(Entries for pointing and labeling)
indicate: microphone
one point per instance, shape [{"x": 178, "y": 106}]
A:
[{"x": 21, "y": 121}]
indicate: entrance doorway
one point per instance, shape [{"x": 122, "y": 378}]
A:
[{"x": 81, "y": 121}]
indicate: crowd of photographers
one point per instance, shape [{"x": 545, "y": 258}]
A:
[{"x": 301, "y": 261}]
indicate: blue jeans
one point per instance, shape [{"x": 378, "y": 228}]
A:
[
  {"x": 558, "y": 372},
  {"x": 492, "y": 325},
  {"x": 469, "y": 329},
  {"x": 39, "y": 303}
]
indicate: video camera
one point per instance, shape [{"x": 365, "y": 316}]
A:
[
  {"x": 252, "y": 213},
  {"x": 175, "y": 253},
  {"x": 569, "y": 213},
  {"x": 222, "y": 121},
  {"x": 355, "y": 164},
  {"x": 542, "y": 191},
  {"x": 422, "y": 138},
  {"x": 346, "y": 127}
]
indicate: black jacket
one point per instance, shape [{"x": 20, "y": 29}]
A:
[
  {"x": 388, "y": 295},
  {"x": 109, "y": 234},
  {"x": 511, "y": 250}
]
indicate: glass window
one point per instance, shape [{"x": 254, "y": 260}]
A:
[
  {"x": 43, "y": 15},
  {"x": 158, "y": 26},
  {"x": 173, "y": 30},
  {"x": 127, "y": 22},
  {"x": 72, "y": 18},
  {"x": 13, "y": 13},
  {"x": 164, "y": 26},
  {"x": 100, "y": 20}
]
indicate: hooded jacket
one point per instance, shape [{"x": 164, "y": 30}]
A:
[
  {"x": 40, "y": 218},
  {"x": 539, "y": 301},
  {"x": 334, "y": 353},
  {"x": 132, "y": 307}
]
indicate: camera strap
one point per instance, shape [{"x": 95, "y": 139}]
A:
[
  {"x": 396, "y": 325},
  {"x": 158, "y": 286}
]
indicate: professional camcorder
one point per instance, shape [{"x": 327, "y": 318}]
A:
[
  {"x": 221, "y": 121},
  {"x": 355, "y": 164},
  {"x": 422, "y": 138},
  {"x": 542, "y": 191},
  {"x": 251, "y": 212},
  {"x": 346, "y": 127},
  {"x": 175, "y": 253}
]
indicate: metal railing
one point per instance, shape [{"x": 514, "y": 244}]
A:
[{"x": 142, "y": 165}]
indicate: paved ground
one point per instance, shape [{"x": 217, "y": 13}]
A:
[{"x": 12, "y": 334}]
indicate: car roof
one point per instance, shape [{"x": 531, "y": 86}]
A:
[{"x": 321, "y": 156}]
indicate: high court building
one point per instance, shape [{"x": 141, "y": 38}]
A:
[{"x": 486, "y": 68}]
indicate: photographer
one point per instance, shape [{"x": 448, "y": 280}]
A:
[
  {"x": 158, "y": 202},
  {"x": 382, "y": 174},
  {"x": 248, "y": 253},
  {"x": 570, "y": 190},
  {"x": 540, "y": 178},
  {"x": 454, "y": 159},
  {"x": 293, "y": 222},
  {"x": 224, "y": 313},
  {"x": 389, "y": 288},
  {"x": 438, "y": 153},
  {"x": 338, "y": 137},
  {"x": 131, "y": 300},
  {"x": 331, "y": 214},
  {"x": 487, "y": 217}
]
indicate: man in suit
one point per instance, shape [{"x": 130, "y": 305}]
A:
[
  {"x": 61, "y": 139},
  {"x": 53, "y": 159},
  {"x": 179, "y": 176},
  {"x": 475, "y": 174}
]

▸ What you should do: Copy all of the lines above with no changes.

▸ Answer to the task:
indicate: microphone
one point per instance, shape [{"x": 178, "y": 106}]
A:
[{"x": 21, "y": 121}]
indicate: entrance doorway
one point per instance, shape [{"x": 122, "y": 378}]
A:
[{"x": 81, "y": 121}]
indicate: crowd of photographers
one point per instance, shape [{"x": 545, "y": 258}]
A:
[{"x": 301, "y": 261}]
indicate: blue jeans
one point per instance, shape [{"x": 378, "y": 228}]
A:
[
  {"x": 558, "y": 372},
  {"x": 492, "y": 325},
  {"x": 469, "y": 329},
  {"x": 39, "y": 303}
]
indicate: video camera
one point per instance, shape [{"x": 365, "y": 316}]
A:
[
  {"x": 252, "y": 213},
  {"x": 175, "y": 253},
  {"x": 569, "y": 213},
  {"x": 222, "y": 121},
  {"x": 355, "y": 164},
  {"x": 542, "y": 191},
  {"x": 422, "y": 138},
  {"x": 346, "y": 127}
]
indicate: black jacket
one point per instance, shape [{"x": 20, "y": 29}]
A:
[
  {"x": 388, "y": 295},
  {"x": 109, "y": 234},
  {"x": 511, "y": 250}
]
indicate: glass window
one point per instance, shape [{"x": 254, "y": 260}]
A:
[
  {"x": 43, "y": 15},
  {"x": 158, "y": 26},
  {"x": 173, "y": 30},
  {"x": 127, "y": 22},
  {"x": 72, "y": 18},
  {"x": 13, "y": 13},
  {"x": 164, "y": 26},
  {"x": 100, "y": 20}
]
indicate: hooded jacket
one point per instance, shape [{"x": 164, "y": 30}]
A:
[
  {"x": 40, "y": 218},
  {"x": 539, "y": 301},
  {"x": 334, "y": 353},
  {"x": 132, "y": 307}
]
indicate: camera strap
one point per instance, shape [{"x": 95, "y": 139}]
A:
[
  {"x": 396, "y": 325},
  {"x": 158, "y": 286}
]
indicate: professional camcorder
one point per instance, shape [{"x": 327, "y": 318}]
A:
[
  {"x": 221, "y": 121},
  {"x": 355, "y": 164},
  {"x": 422, "y": 138},
  {"x": 542, "y": 191},
  {"x": 251, "y": 212},
  {"x": 346, "y": 127},
  {"x": 175, "y": 253}
]
indicate: metal railing
one point per instance, shape [{"x": 514, "y": 244}]
A:
[{"x": 142, "y": 165}]
indicate: paved ground
one point per instance, shape [{"x": 217, "y": 13}]
A:
[{"x": 12, "y": 334}]
indicate: car roof
one point per instance, shape [{"x": 531, "y": 86}]
A:
[{"x": 321, "y": 156}]
indicate: high court building
one point per instance, shape [{"x": 141, "y": 38}]
A:
[{"x": 486, "y": 68}]
indicate: photographer
one point per instance, shape [{"x": 448, "y": 280}]
A:
[
  {"x": 158, "y": 202},
  {"x": 382, "y": 174},
  {"x": 248, "y": 253},
  {"x": 570, "y": 190},
  {"x": 540, "y": 178},
  {"x": 454, "y": 159},
  {"x": 293, "y": 222},
  {"x": 224, "y": 313},
  {"x": 389, "y": 288},
  {"x": 438, "y": 153},
  {"x": 338, "y": 137},
  {"x": 131, "y": 300},
  {"x": 331, "y": 214},
  {"x": 487, "y": 217}
]
indicate: man in suit
one point per instance, shape [{"x": 130, "y": 305}]
A:
[
  {"x": 61, "y": 139},
  {"x": 53, "y": 159},
  {"x": 179, "y": 176},
  {"x": 475, "y": 174}
]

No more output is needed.